List every line of the records below that contains the string "compact". Case counts.

■ ■ ■ ■

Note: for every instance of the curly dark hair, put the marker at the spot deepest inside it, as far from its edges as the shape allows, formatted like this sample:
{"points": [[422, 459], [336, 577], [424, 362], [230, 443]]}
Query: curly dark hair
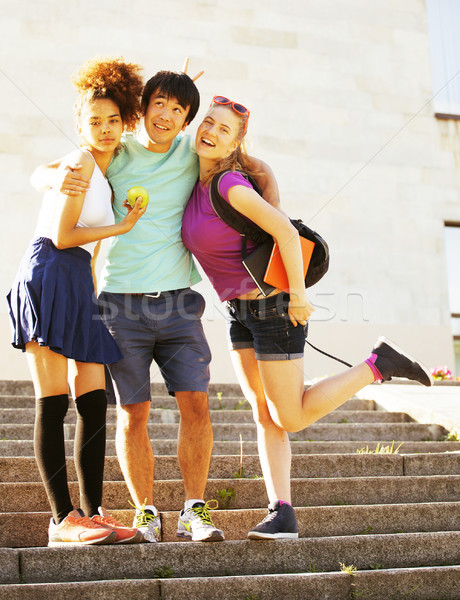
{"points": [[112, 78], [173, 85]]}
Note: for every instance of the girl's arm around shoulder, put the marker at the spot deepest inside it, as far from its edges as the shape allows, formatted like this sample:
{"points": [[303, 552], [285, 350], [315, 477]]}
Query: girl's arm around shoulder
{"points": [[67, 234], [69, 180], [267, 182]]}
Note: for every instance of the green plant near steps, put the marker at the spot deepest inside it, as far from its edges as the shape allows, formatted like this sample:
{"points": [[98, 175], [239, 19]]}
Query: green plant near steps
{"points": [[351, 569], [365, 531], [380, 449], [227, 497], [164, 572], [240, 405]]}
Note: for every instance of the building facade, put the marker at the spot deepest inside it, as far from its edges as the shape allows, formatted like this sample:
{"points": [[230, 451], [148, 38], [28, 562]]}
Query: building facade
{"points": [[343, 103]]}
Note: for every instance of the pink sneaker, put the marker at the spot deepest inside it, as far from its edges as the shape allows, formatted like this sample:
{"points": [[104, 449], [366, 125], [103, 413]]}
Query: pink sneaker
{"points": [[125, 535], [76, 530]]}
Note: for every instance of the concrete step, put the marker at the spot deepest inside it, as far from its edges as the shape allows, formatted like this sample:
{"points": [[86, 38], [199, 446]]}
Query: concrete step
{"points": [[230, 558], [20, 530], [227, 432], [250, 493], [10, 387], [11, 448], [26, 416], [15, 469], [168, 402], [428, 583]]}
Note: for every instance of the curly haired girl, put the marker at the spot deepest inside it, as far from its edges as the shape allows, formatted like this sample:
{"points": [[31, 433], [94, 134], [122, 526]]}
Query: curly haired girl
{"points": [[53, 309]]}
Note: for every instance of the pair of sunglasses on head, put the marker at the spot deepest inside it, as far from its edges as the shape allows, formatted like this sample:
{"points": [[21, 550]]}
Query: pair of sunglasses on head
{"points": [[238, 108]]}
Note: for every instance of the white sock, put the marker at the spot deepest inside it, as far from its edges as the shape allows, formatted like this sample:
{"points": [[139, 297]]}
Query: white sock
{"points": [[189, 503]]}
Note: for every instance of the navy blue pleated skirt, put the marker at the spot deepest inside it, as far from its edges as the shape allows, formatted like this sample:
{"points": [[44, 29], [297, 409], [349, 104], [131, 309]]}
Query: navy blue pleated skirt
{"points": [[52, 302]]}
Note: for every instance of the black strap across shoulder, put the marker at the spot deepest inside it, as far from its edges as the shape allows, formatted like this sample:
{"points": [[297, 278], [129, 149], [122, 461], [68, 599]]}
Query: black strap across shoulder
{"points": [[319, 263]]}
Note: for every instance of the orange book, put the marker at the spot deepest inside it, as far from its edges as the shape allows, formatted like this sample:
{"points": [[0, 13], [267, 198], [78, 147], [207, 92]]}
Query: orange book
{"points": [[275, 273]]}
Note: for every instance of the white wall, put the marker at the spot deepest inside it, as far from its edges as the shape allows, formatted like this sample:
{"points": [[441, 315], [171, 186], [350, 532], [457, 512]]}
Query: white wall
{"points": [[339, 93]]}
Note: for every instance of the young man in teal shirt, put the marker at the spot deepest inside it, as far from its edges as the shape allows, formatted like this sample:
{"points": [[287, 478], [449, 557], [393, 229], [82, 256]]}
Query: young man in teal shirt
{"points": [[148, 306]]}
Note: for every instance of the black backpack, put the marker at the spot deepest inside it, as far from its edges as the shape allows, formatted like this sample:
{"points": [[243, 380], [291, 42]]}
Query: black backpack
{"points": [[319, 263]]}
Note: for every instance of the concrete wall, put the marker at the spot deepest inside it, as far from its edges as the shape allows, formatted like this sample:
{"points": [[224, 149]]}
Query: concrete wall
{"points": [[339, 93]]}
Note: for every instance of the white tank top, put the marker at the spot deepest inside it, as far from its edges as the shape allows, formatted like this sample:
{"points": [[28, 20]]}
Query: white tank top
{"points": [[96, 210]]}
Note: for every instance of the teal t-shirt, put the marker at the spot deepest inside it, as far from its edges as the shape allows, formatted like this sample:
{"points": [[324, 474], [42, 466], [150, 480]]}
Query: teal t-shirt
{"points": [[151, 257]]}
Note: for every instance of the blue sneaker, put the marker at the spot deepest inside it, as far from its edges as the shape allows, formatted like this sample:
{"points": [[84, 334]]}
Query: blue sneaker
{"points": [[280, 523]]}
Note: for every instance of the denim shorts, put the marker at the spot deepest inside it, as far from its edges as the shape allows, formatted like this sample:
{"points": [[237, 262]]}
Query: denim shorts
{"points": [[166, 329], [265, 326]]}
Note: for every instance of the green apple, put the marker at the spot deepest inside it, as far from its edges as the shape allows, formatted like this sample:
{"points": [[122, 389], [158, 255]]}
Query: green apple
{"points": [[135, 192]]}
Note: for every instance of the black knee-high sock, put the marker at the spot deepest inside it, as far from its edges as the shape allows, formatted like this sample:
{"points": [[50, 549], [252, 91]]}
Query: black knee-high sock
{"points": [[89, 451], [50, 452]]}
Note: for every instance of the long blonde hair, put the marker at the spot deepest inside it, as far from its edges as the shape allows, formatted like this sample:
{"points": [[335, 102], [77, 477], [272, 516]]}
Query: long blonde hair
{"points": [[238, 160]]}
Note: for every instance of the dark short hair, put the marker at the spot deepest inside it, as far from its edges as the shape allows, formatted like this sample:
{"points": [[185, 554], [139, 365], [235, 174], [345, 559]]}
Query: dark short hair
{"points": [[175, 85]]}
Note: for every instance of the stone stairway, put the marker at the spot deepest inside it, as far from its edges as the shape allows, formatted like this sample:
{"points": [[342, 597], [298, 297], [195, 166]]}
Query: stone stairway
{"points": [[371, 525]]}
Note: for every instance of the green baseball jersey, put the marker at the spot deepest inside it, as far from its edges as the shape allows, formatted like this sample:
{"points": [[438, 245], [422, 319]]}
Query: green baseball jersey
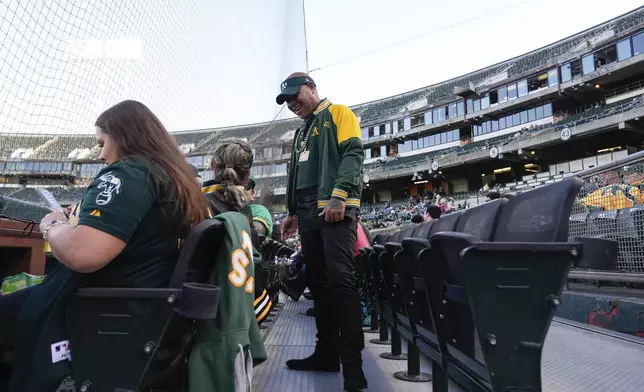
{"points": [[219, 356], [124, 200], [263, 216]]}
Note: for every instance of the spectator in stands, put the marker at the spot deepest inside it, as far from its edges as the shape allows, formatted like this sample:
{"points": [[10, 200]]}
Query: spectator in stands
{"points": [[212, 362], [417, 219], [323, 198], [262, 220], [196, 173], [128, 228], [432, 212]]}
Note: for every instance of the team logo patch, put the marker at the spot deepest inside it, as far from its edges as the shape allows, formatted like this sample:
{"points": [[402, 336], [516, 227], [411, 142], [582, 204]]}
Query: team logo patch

■ ■ ■ ■

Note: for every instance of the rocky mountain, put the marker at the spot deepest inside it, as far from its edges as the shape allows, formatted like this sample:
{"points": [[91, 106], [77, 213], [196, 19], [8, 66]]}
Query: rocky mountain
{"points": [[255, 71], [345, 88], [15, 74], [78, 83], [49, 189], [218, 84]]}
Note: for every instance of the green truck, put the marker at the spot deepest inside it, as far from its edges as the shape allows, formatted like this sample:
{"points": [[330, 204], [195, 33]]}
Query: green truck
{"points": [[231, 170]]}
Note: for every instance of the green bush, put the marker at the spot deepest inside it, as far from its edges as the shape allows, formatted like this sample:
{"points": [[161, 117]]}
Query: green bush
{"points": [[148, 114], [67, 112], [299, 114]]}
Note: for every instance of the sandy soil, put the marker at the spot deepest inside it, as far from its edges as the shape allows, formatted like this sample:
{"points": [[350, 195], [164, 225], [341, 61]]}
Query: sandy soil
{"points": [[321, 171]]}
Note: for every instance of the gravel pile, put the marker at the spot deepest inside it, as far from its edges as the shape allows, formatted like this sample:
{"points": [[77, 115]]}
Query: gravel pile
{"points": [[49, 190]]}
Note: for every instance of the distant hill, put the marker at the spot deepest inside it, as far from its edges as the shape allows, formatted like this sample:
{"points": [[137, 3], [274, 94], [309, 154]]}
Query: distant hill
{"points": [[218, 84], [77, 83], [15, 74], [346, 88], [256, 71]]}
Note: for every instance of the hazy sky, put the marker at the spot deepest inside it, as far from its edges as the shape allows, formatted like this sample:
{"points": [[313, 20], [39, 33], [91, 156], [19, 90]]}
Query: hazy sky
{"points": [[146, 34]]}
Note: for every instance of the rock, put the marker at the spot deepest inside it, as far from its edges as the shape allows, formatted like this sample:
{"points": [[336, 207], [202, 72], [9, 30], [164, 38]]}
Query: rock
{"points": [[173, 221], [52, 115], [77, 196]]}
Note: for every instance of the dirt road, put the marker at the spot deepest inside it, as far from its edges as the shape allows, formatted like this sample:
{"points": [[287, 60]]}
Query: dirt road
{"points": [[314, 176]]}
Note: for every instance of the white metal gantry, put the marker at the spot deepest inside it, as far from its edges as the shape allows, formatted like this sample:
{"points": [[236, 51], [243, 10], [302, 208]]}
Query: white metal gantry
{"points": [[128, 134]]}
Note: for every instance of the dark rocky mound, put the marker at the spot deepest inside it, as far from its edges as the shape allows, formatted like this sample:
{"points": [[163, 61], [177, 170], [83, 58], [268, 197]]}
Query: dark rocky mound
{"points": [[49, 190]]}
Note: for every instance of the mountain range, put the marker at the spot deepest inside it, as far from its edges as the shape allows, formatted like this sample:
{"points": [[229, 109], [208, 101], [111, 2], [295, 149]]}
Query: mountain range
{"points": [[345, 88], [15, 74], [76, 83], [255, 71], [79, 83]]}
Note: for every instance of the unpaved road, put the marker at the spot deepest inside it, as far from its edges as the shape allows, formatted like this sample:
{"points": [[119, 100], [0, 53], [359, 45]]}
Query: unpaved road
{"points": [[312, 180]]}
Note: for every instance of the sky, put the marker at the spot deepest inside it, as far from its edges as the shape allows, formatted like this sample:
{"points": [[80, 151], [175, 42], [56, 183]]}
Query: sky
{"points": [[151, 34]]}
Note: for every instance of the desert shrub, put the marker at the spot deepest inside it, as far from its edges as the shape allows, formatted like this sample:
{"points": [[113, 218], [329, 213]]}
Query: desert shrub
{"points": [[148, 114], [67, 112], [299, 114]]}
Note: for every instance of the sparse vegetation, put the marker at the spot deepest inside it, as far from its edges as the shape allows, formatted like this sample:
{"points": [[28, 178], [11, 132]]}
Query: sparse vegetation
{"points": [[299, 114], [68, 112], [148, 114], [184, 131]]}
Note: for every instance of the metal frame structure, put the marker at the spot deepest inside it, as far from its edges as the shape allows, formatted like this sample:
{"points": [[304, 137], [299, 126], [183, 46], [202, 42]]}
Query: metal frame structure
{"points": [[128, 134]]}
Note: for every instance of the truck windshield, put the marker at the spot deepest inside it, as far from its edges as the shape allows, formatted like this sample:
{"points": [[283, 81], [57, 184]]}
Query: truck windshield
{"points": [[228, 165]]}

■ ■ ■ ■

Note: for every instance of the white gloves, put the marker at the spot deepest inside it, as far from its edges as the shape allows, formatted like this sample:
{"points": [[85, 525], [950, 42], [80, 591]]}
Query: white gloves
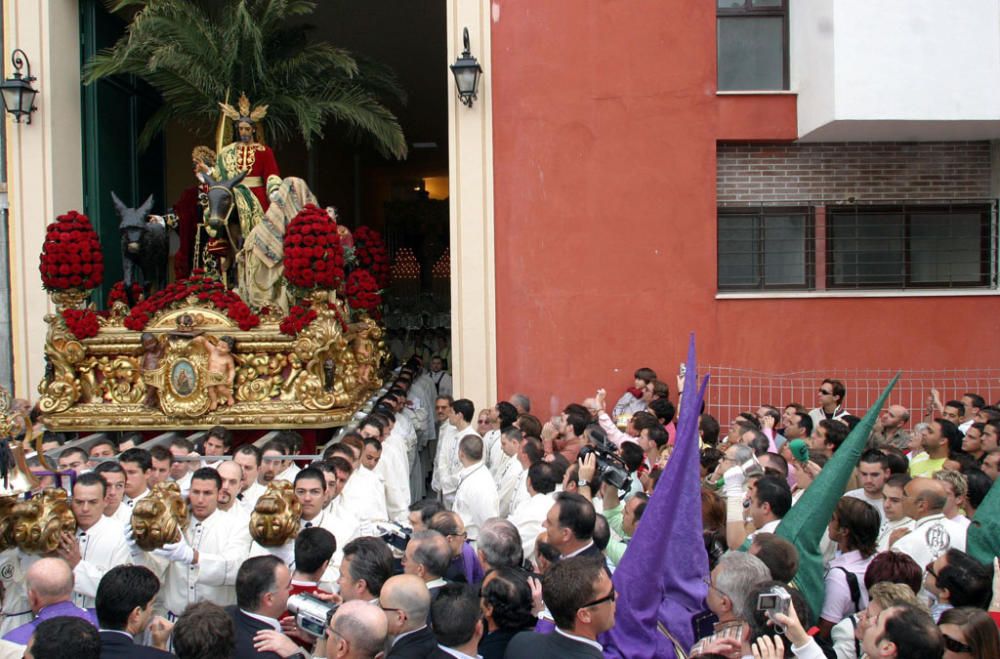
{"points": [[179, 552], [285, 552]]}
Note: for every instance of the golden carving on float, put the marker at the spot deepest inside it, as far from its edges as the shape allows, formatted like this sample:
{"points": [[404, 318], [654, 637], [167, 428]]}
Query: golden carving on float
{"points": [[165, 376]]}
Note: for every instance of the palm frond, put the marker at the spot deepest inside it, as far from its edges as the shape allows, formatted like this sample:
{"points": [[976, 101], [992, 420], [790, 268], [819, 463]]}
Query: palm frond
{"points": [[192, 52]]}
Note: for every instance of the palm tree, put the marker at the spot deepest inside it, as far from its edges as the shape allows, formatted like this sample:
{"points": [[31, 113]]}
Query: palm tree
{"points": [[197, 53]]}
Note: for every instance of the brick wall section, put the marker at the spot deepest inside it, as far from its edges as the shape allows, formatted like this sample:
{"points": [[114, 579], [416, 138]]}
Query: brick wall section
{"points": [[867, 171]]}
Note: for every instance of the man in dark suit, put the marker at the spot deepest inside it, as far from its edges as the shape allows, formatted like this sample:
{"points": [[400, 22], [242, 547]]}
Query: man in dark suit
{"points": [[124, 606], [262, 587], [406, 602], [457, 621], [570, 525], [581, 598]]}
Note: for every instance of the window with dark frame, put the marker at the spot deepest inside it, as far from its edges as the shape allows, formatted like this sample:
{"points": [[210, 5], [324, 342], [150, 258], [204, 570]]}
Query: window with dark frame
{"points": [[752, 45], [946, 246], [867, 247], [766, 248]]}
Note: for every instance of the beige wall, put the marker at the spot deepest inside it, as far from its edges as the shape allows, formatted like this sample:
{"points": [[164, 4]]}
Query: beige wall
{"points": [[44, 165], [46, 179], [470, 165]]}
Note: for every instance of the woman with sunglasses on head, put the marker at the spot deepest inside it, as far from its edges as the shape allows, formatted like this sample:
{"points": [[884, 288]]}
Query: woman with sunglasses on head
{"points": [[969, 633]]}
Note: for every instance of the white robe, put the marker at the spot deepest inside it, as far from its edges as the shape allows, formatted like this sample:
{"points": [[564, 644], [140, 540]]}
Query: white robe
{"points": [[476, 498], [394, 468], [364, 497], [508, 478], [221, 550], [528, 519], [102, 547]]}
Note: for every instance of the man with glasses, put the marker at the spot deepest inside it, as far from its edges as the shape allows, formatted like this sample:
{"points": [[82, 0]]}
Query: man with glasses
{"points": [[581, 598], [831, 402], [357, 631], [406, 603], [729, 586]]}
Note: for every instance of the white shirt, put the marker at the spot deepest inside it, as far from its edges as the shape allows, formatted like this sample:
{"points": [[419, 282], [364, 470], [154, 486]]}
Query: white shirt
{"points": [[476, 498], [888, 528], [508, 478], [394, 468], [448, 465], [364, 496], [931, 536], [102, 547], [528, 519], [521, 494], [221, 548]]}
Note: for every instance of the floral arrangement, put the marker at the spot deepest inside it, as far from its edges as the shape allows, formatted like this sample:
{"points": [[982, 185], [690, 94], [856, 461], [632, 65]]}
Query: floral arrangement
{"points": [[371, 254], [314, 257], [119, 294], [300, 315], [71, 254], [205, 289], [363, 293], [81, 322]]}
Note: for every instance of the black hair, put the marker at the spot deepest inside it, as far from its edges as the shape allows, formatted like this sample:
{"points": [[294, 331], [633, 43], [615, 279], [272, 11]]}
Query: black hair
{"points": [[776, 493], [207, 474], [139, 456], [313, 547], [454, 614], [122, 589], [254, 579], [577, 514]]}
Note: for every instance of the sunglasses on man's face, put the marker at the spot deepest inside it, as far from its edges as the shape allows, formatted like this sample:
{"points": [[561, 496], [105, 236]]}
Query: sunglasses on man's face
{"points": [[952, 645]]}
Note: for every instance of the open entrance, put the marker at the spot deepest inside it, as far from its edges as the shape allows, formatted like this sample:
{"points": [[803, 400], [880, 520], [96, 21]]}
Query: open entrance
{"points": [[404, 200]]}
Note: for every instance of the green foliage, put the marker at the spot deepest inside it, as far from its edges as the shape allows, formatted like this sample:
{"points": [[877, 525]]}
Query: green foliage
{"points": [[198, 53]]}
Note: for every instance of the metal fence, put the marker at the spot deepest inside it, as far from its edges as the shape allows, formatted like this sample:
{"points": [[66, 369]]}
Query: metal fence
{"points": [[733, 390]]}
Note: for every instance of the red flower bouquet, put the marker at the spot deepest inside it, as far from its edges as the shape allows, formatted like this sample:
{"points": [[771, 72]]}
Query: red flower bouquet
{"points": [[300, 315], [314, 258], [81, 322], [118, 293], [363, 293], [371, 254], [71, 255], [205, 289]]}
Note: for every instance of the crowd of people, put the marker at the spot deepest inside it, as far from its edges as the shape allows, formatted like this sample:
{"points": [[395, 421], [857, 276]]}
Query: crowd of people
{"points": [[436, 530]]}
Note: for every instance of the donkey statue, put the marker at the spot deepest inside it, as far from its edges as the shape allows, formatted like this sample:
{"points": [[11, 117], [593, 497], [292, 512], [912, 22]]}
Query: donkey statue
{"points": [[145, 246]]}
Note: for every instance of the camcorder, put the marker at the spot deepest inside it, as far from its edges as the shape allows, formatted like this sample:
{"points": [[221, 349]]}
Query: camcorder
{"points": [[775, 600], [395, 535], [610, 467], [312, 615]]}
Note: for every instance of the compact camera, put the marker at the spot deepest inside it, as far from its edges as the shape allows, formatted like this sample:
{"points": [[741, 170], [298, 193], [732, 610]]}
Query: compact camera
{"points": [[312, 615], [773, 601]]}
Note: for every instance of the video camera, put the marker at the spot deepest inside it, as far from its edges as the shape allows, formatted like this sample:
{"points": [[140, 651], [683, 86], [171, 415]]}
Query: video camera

■ ■ ■ ■

= Answer in full =
Note: for every instance of the compact camera, put the marker at the spot deepest inside it, as far from its edges as the shape allows, formatted like this sample:
Query: compact camera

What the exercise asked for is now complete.